What is required -
Starting at the line that holds "For the mapping pass, tag each instance of the wheat" and stopping at the line that holds "For the mapping pass, tag each instance of the red", restate the records below word for word, with both of those lines included.

Data -

--------------------------------------------------

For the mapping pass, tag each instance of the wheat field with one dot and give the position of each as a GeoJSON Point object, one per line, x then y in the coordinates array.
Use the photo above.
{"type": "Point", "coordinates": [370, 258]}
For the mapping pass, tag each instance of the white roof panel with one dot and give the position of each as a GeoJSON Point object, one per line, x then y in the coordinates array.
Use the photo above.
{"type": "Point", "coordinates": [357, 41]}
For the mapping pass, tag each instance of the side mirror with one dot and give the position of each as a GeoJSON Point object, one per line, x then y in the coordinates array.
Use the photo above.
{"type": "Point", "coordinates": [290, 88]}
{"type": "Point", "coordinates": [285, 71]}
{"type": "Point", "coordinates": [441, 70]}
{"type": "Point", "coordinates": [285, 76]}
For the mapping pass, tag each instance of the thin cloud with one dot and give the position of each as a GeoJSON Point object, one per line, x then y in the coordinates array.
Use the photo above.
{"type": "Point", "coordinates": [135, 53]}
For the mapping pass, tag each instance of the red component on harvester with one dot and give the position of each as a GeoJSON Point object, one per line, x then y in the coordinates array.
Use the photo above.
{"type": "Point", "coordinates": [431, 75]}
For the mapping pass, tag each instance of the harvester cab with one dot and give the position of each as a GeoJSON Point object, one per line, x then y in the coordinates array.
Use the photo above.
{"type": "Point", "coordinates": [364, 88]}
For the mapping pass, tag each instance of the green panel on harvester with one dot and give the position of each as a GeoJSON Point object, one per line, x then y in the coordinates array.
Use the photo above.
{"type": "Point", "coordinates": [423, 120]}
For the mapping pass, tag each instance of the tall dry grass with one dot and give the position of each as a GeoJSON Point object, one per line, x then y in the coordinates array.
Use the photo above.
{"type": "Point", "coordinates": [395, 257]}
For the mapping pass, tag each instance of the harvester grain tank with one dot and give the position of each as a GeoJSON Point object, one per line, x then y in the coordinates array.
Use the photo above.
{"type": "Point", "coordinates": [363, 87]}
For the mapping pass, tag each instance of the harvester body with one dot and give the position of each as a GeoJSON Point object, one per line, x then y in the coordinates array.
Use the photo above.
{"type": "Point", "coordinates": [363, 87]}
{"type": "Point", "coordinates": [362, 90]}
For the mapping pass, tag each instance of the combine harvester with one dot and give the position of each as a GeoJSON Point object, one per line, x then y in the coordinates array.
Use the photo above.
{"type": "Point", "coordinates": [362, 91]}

--------------------------------------------------

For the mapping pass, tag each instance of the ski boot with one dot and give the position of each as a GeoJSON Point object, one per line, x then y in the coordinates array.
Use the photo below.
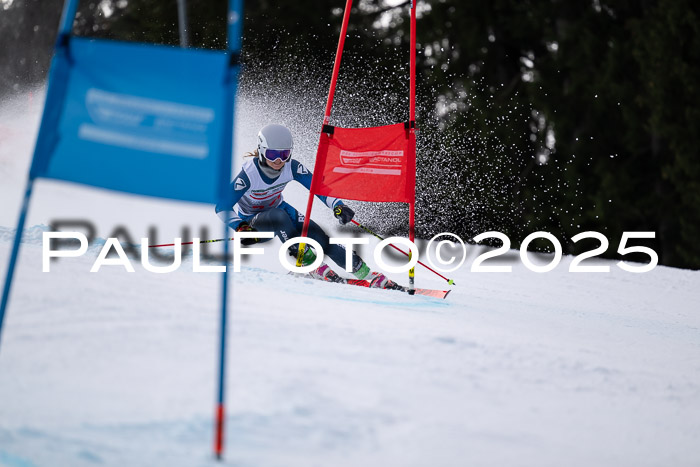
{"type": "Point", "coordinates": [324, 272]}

--------------------------------------------------

Your solution -
For the mapping pass, tag each instance of the wheat field with one dot and give the position of each as a GeoJSON Point object, one per line, x then y in the coordinates array.
Use the photo above.
{"type": "Point", "coordinates": [370, 258]}
For the mapping pass, tag each instance of the white roof panel with one dot and give the position of each as a GeoJSON Point object, one per line, x then y in the coordinates array.
Use the photo above.
{"type": "Point", "coordinates": [357, 41]}
For the mapping pass, tag each instance of the side mirror with one dot and give the position of each as a GeoJSON Point object, one per line, x then y in the coordinates array.
Use the photo above.
{"type": "Point", "coordinates": [290, 88]}
{"type": "Point", "coordinates": [285, 71]}
{"type": "Point", "coordinates": [441, 70]}
{"type": "Point", "coordinates": [285, 76]}
For the mapping pass, tag each instance of the thin cloud with one dot and give the position of each as a GeoJSON Point object, one per line, x then y in the coordinates array.
Use the photo above.
{"type": "Point", "coordinates": [135, 53]}
For the mapping pass, tag each instance of the red component on harvester with one dot and give the position of each as a GeoJSON Point object, one per line, x then y in the coordinates array.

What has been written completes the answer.